# EXERCISE DESCRIPTION
Rewrite the lines of the data below, swapping every "photo" for "image" and keeping everything else the same. Omit the pictures from your answer.

=== MATERIALS PROVIDED ===

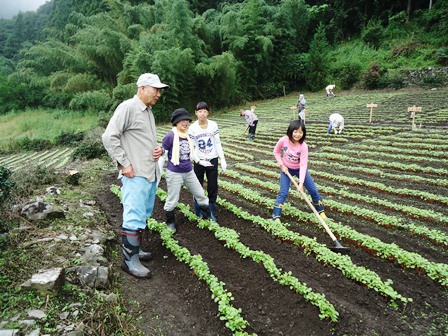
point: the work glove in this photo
(223, 165)
(205, 163)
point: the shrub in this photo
(348, 74)
(6, 185)
(28, 144)
(394, 80)
(373, 33)
(442, 56)
(68, 138)
(372, 77)
(93, 101)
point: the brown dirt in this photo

===

# SOLUTION
point: the work glove in this image
(223, 165)
(205, 163)
point: the shrub in this image
(348, 74)
(6, 185)
(28, 144)
(394, 80)
(373, 33)
(442, 56)
(68, 138)
(372, 77)
(93, 101)
point: the brown dirt in this image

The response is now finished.